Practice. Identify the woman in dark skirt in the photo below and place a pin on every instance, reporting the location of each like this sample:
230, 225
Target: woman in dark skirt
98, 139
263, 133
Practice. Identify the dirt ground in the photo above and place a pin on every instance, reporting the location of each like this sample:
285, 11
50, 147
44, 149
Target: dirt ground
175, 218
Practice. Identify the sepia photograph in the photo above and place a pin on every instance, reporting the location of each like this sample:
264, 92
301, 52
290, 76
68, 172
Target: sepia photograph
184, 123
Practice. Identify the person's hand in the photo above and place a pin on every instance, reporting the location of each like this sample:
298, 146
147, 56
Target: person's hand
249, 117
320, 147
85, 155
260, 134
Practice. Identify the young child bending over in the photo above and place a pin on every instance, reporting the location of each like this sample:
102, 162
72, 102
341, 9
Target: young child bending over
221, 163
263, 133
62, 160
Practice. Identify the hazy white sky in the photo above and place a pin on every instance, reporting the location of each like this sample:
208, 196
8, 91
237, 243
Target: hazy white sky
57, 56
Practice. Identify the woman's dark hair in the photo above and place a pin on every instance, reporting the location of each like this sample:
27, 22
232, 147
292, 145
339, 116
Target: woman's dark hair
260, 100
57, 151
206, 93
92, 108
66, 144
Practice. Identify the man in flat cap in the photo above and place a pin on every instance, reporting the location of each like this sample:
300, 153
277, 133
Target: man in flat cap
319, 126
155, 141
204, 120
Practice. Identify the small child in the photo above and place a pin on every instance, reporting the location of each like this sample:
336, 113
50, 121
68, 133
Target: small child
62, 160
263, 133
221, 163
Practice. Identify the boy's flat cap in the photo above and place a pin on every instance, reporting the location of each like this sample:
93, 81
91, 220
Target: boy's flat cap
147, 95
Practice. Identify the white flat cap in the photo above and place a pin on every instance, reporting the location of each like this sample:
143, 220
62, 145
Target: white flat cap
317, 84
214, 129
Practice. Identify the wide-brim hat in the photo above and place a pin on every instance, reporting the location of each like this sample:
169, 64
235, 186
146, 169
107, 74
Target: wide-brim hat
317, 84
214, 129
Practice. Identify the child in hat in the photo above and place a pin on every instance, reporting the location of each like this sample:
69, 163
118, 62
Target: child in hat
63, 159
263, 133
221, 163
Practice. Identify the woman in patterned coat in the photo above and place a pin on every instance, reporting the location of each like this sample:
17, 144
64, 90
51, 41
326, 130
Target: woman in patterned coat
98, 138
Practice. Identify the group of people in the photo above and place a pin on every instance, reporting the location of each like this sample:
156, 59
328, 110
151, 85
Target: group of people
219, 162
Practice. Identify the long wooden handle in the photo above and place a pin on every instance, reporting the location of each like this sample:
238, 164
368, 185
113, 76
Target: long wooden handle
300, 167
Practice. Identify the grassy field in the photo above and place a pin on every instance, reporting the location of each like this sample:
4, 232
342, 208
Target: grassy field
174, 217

==

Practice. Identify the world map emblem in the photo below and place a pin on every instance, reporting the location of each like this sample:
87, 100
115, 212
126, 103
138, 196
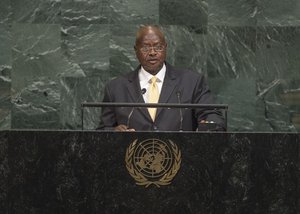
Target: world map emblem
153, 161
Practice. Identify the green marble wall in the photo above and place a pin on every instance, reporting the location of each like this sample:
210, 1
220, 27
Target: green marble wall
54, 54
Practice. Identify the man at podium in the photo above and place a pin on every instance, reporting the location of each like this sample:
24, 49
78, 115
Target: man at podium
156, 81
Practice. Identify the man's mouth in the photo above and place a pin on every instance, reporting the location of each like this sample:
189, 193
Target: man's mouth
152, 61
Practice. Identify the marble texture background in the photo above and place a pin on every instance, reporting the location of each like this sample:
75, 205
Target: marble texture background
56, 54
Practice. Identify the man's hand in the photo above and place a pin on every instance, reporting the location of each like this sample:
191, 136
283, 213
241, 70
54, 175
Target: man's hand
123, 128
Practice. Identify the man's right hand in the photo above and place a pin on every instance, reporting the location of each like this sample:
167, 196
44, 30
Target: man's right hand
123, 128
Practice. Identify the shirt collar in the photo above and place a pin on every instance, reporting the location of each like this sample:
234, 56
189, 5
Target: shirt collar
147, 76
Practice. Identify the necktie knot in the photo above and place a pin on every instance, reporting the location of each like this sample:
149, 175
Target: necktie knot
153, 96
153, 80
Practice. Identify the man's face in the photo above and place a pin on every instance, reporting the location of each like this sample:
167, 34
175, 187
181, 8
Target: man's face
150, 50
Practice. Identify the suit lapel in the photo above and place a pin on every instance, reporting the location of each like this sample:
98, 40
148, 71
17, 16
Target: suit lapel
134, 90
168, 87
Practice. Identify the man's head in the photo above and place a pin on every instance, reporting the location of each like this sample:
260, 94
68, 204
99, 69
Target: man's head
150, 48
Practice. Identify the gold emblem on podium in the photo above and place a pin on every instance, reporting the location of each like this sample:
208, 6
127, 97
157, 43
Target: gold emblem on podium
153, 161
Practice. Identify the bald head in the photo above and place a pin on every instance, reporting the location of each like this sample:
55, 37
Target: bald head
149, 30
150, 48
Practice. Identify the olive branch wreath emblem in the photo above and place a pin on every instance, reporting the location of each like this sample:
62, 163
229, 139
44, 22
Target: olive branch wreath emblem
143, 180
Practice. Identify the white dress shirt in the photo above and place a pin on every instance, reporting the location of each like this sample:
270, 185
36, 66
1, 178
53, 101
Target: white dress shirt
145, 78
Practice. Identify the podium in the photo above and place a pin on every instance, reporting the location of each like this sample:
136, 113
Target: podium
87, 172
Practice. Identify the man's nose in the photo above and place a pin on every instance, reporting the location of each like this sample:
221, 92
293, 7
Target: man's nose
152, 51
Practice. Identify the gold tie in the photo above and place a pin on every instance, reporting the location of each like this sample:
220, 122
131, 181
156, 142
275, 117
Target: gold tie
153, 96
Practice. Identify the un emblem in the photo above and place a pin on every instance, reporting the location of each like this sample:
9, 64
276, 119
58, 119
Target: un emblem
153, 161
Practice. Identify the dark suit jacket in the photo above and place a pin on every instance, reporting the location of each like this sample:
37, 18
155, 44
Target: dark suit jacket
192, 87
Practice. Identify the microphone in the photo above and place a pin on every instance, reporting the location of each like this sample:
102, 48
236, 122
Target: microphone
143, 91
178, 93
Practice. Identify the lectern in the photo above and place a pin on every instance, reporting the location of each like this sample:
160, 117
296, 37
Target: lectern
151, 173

• WHAT IS NEEDED: Could you gather every line of the listing above that contains the string "necktie"? Case matters, so count a line only if its letters match in upper and lower case.

• SOLUTION TO THE EXERCISE:
Practice. Identify the necktie knot in the photo above and place a pin on every instance, reporting the location of each like this sample:
Target: necktie knot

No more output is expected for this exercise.